Introduit dans une certaine indifférence par la réforme du Code du travail du premier gouvernement Macron en 2017, le télétravail à domicile s’est généralisé, par la force des choses, avec l’épidémie de Covid-19.
Malgré le discours dominant, je reste convaincu que l’excès de home office (télétravail à domicile) nuit à la valeur travail et coupe la relation salarié/entreprise. Il faut distinguer le travail à la maison du travail nomade ou en tiers-lieu. Celui ou celle qui se rend dans un centre d’affaires, un tiers-lieu ou un corpoworking (fusion de coworking et corporate) échange, a une vie sociale et marque une séparation entre sa vie privée et sa vie professionnelle.
En revanche, le télétravail à domicile présente plusieurs dangers. Le premier étant l’isolement social. Tout faire à la maison – les courses, son sport, le travail, gérer les enfants… – n’est pas un projet de société de long terme.
Je rappelle qu’en présentiel, l’employeur peut aussi capter de façon fine la compétence sur le long terme, faire appel à l’innovation du salarié, à son rôle de tuteur, de manager. Il peut aussi déceler un éventuel mal-être, qu’il ne percevra pas si le salarié est trop souvent en télétravail.
L’encouragement au télétravail à domicile est porté par certaines entreprises qui y voient surtout une opportunité financière de court terme. Moins de salariés au bureau, c’est moins de mètres carrés de loyer à payer.
Certes, les promoteurs du télétravail mettent en avant l’idée selon laquelle « le travail est fait, que l’on soit en présentiel ou chez soi ». Mais une entreprise n’est pas une somme de tâches à réaliser, mais un projet collectif.
L’organisation d’une réunion physique avec, autour de la table, tous les membres d’une même équipe relève souvent désormais du casse-tête pour le manager. Ne plus avoir tout le monde ensemble est une grande perte de valeur pour les entreprises.
Enfin, le télétravail n’est pas sans risque pour les télétravailleurs. Cette forme d’individualisme contribue à favoriser insidieusement une sous-traitance moins chère. Elle suppose que des missions pourraient se découper à la tâche. Partant de ce constat, des employeurs pourraient, en effet, avoir la tentation de recourir à une main-d’œuvre étrangère tout autant en distanciel…, mais beaucoup moins chère !
Extrait du manifeste « Valeur travail : l’affaire de tous » (juillet 2023), série d’entretiens avec Matthieu Ourliac sur le thème de la valeur travail. Rédigé par Hubert Vialatte.

Consigne:
Restituez mot pour mot le passage du texte sur le télétravail à domicile qui commence par « Certes, les promoteurs » et se poursuit jusqu'à « moins chère ! ».

Extrait des données:

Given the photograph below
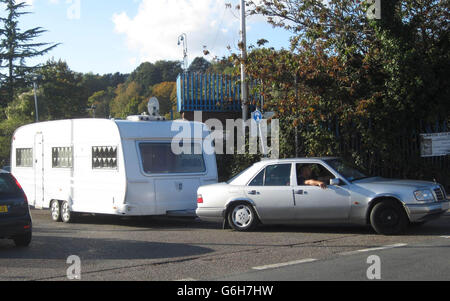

Réponse attendue:
Certes, les promoteurs du télétravail mettent en avant l’idée selon laquelle « le travail est fait, que l’on soit en présentiel ou chez soi ». Mais une entreprise n’est pas une somme de tâches à réaliser, mais un projet collectif.
L’organisation d’une réunion physique avec, autour de la table, tous les membres d’une même équipe relève souvent désormais du casse-tête pour le manager. Ne plus avoir tout le monde ensemble est une grande perte de valeur pour les entreprises.
Enfin, le télétravail n’est pas sans risque pour les télétravailleurs. Cette forme d’individualisme contribue à favoriser insidieusement une sous-traitance moins chère. Elle suppose que des missions pourraient se découper à la tâche. Partant de ce constat, des employeurs pourraient, en effet, avoir la tentation de recourir à une main-d’œuvre étrangère tout autant en distanciel…, mais beaucoup moins chère !